* _RECORDS SUPPLIED_
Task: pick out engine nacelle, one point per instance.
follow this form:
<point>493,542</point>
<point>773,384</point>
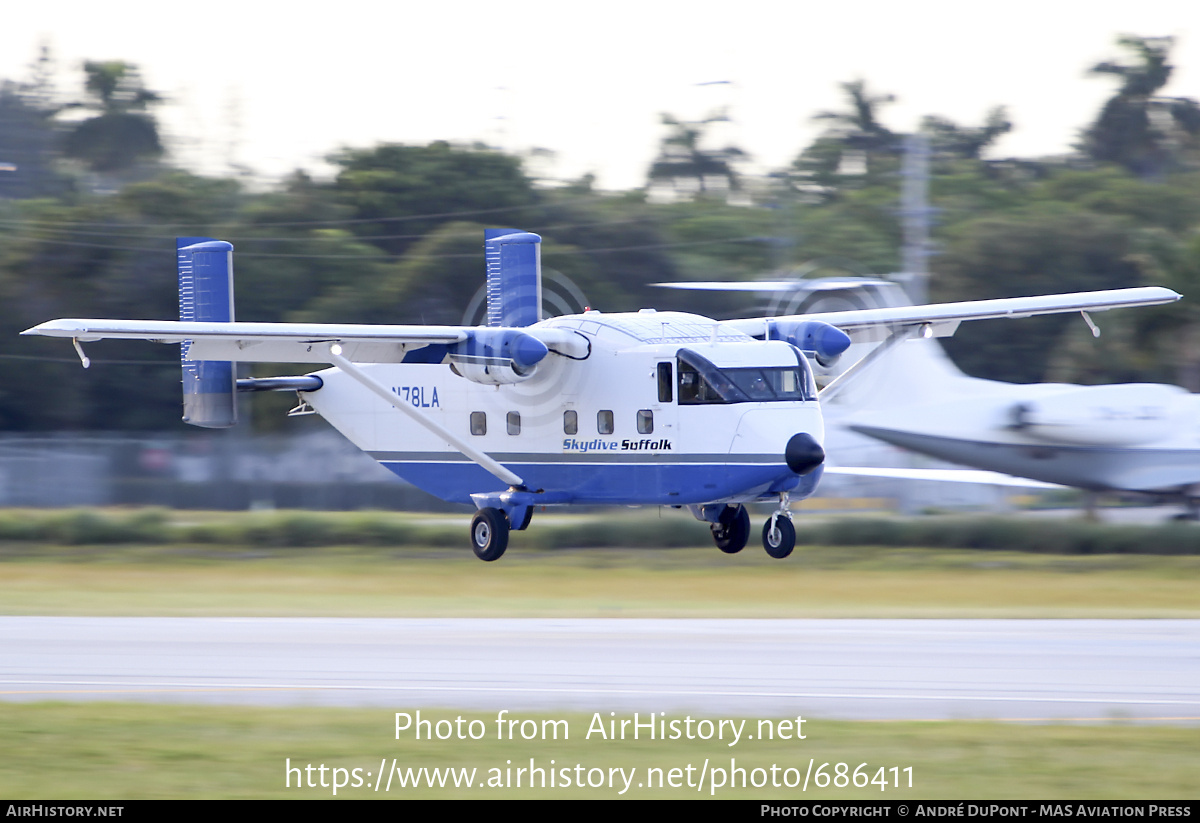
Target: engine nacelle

---

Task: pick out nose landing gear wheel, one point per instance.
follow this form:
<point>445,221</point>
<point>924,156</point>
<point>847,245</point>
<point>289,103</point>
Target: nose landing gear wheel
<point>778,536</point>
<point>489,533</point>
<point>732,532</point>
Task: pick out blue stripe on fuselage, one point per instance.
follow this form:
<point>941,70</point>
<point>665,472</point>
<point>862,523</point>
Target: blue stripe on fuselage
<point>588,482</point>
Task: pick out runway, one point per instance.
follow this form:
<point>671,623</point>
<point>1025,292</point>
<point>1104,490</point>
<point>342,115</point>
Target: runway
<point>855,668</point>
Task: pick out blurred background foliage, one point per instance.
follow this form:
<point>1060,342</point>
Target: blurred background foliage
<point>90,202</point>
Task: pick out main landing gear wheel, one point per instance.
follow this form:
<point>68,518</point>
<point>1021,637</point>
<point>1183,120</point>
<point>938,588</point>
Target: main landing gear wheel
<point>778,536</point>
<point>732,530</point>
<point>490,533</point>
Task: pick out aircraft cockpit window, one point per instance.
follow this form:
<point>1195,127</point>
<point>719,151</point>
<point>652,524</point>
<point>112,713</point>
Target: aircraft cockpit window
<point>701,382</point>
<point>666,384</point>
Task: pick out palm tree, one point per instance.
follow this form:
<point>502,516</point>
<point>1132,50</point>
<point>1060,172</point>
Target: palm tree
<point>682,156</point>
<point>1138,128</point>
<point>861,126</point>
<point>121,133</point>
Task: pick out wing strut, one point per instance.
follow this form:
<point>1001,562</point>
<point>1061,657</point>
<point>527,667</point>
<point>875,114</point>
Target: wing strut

...

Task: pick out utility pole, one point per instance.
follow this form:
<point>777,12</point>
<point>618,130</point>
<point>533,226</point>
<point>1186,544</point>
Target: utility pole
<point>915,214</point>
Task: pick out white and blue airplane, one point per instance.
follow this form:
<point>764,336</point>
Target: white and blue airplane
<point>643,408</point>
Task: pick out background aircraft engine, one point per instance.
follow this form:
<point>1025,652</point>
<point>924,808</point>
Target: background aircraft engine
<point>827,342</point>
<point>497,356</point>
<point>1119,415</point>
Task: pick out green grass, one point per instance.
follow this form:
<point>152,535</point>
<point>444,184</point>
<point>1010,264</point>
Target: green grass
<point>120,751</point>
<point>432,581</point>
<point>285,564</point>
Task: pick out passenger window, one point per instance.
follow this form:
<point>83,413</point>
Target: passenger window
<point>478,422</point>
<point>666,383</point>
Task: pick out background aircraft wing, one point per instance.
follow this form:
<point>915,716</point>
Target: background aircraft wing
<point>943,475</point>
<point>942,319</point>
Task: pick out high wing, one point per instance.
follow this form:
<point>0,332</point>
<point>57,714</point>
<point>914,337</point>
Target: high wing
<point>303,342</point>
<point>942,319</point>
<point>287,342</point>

* _EXERCISE DETAILS_
The lines to return are those holding the string "strut" anywhere in the listing above.

* _ANSWER FOR THIS EXERCISE_
Task: pick out wing strut, one point per instance.
Target: wing strut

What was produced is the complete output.